* Problem requirements *
Starting at the line that holds "[mark] the window -- one", set down each line through the end of the listing, exactly as written and with nothing added.

* Extracted entries *
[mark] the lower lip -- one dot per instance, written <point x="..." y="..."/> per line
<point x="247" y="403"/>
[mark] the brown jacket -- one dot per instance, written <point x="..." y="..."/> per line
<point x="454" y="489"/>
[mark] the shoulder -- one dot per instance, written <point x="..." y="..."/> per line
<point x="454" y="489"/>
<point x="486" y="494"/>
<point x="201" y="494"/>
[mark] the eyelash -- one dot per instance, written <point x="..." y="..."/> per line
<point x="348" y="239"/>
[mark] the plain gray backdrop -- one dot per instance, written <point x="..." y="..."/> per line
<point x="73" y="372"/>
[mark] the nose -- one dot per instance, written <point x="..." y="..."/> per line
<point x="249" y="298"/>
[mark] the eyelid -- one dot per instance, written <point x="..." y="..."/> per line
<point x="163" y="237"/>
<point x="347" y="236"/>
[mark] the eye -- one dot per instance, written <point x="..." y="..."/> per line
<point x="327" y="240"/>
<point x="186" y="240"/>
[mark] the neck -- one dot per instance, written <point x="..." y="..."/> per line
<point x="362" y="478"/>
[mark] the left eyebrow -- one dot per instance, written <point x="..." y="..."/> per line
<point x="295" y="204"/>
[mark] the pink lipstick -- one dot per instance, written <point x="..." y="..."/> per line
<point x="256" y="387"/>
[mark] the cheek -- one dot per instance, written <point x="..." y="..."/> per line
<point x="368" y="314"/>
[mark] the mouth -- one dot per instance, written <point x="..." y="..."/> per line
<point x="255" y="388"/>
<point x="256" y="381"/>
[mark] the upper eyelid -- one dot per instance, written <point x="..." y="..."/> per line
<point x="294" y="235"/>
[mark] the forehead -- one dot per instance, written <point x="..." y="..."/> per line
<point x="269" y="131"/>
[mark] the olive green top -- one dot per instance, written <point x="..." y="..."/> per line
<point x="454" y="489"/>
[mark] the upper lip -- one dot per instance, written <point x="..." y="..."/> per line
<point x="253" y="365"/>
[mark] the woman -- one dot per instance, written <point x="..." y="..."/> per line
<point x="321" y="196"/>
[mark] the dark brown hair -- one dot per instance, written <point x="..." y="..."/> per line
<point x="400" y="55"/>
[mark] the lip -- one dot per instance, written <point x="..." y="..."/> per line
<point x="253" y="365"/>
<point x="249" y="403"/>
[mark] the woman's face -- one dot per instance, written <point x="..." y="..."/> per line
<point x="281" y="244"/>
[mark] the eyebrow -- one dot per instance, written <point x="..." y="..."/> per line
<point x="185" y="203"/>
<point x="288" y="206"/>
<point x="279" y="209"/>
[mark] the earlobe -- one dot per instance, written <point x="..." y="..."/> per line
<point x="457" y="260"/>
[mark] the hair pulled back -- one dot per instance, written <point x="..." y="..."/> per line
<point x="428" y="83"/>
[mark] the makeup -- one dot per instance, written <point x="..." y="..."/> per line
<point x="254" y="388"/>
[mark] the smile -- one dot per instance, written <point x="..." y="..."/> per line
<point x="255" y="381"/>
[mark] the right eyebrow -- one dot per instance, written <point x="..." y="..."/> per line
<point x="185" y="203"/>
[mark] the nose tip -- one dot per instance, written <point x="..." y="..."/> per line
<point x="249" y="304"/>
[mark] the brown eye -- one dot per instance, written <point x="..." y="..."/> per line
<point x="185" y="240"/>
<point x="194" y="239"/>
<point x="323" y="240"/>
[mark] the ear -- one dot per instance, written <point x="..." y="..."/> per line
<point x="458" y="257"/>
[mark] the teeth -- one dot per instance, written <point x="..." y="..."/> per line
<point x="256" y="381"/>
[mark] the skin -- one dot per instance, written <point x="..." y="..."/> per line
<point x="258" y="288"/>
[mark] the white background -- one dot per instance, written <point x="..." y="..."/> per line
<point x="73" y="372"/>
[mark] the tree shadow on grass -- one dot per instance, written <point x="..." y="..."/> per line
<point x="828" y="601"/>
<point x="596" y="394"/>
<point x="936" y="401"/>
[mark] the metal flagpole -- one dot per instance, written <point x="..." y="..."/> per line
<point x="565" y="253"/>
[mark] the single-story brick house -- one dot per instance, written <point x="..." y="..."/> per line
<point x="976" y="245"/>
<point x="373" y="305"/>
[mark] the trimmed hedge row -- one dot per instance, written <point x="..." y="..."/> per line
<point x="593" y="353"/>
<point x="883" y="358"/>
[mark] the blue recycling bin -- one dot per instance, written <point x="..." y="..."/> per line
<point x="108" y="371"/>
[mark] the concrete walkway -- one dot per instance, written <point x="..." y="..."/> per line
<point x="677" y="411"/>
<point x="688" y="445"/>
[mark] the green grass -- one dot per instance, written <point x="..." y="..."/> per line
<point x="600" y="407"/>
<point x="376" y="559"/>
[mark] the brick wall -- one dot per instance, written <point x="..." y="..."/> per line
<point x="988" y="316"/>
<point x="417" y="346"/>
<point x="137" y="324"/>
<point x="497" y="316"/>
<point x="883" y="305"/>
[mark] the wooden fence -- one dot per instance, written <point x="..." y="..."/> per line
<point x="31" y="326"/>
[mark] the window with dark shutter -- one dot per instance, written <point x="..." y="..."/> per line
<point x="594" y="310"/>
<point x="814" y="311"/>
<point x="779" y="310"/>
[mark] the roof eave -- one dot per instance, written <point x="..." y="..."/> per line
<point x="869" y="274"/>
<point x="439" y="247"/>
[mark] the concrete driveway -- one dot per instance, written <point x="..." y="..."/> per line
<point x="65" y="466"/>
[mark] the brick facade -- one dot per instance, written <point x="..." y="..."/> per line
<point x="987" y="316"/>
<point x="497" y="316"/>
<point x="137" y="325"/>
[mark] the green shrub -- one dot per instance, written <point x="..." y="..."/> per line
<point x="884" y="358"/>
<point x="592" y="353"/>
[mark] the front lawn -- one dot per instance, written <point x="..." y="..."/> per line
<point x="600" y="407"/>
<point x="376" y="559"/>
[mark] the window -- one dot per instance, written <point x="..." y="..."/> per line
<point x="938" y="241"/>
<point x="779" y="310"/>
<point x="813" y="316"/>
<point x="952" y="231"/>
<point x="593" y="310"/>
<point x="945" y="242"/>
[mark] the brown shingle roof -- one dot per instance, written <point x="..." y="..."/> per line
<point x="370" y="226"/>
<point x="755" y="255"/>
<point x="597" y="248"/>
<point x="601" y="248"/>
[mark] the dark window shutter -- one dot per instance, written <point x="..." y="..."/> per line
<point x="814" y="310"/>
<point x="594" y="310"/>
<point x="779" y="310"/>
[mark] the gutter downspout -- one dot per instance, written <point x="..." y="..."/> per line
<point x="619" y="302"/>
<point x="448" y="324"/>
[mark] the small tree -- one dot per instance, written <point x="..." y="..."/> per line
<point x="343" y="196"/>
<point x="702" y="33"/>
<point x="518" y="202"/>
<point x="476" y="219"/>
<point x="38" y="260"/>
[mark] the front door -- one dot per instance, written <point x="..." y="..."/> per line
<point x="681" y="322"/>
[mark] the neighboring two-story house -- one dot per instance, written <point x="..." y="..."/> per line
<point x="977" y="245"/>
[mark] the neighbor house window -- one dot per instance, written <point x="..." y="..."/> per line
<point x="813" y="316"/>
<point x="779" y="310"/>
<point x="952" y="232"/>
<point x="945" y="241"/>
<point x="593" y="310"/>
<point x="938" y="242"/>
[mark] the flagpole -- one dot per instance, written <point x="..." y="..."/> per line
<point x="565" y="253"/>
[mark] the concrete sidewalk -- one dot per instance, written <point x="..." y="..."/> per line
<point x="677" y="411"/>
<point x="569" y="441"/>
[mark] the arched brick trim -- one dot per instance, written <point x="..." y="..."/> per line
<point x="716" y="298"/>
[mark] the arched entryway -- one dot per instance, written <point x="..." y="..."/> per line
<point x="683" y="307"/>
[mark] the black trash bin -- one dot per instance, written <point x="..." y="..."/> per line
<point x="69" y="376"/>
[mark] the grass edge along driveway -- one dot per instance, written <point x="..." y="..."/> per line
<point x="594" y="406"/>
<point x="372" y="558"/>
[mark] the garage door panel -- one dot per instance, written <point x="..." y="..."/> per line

* Answer to this problem *
[mark] the window -- one dot per instance, written <point x="..." y="..."/> per line
<point x="938" y="241"/>
<point x="779" y="310"/>
<point x="813" y="316"/>
<point x="952" y="231"/>
<point x="593" y="310"/>
<point x="945" y="242"/>
[mark] the brown shingle roof -- one dot per instance, written <point x="..." y="..."/> per line
<point x="370" y="226"/>
<point x="755" y="255"/>
<point x="597" y="248"/>
<point x="601" y="248"/>
[mark] the dark window shutter -- one dot per instance, written <point x="..." y="..."/> per line
<point x="814" y="310"/>
<point x="594" y="310"/>
<point x="779" y="310"/>
[mark] the gutter downspout -- one dot per instance, written <point x="..." y="..."/> per line
<point x="619" y="302"/>
<point x="448" y="324"/>
[mark] the small tree -- one dot per instance, written <point x="..." y="..."/> per line
<point x="343" y="196"/>
<point x="702" y="33"/>
<point x="518" y="202"/>
<point x="476" y="219"/>
<point x="38" y="260"/>
[mark] the front door -- one dot per instance, written <point x="..." y="..."/> per line
<point x="681" y="322"/>
[mark] the neighboring two-story house -- one dot per instance, written <point x="..." y="..."/> per line
<point x="977" y="245"/>
[mark] the neighbor house window -- one dot per instance, written <point x="..." y="..."/> per line
<point x="813" y="316"/>
<point x="779" y="310"/>
<point x="952" y="232"/>
<point x="945" y="241"/>
<point x="593" y="310"/>
<point x="938" y="242"/>
[mark] the flagpole -- one dot per instance, written <point x="..." y="..."/> per line
<point x="565" y="253"/>
[mark] the concrete sidewalk -- one dot per instance, written <point x="..." y="..."/> per line
<point x="677" y="411"/>
<point x="569" y="441"/>
[mark] the arched brick trim -- one dot per instance, written <point x="..." y="..."/> per line
<point x="716" y="298"/>
[mark] the arched entryway -- one dot per instance, written <point x="..." y="..."/> per line
<point x="683" y="307"/>
[mark] the black trash bin -- one dot per instance, written <point x="..." y="..."/> per line
<point x="69" y="376"/>
[mark] the grass edge along driveway -- one dot per instance, written <point x="..." y="..."/> per line
<point x="594" y="406"/>
<point x="372" y="558"/>
[mark] the garage door panel -- one dot per instance, written <point x="..." y="..."/> per line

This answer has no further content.